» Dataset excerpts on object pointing
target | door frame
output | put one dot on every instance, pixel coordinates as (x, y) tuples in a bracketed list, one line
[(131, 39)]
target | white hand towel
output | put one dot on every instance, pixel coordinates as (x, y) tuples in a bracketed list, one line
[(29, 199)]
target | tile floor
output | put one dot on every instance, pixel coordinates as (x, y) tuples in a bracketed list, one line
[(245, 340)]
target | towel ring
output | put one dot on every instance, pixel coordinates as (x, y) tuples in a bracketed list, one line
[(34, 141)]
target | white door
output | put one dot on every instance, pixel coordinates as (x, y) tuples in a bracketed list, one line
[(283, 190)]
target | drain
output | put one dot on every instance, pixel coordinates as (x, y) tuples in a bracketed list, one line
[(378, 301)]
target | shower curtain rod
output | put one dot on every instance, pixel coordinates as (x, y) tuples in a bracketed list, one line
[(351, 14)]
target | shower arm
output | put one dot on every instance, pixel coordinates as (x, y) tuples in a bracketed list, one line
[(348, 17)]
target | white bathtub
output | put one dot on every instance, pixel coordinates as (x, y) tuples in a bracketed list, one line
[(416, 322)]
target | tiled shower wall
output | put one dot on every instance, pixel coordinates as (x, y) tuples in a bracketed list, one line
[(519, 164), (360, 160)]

» WORK TO BE COMPLETED
Please copy every one of the records above word for word, with no changes.

» FINISHED EXERCISE
target | door frame
output | put one dot on every instance, pixel coordinates as (x, y) tuples in a bracketed list, one line
[(131, 39)]
target | white hand towel
output | put one dot on every instance, pixel coordinates as (x, y) tuples in a bracketed list, one line
[(29, 199)]
target | tile floor
output | put one dot on every instance, pixel coordinates as (x, y) tuples in a bracketed list, one line
[(245, 340)]
target | towel ring
output | put one dot on every instance, pixel coordinates as (x, y) tuples in a bracketed list, one line
[(34, 141)]
target | white door
output | put one dot on every instance, pixel coordinates as (x, y) tuples in a bracketed list, one line
[(283, 190)]
target | drain
output | put one dot on every instance, pixel coordinates as (x, y) tuples in a bracketed list, one line
[(378, 301)]
target | shower curtain rod
output | put one dot on every instance, pixel coordinates as (x, y) tuples in a bracketed list, one line
[(351, 14)]
target | shower arm
output | put one dot on every instance, pixel coordinates as (x, y) tuples in a bracketed list, one line
[(348, 17)]
target | white bathtub
output | put one dot on every instance, pixel coordinates as (x, y) tuples in a bracketed list, one line
[(416, 322)]
target | tiled shower wall
output | put one dot on every instance, pixel coordinates as (x, y) tuples in a bracketed list, one line
[(519, 164), (360, 160)]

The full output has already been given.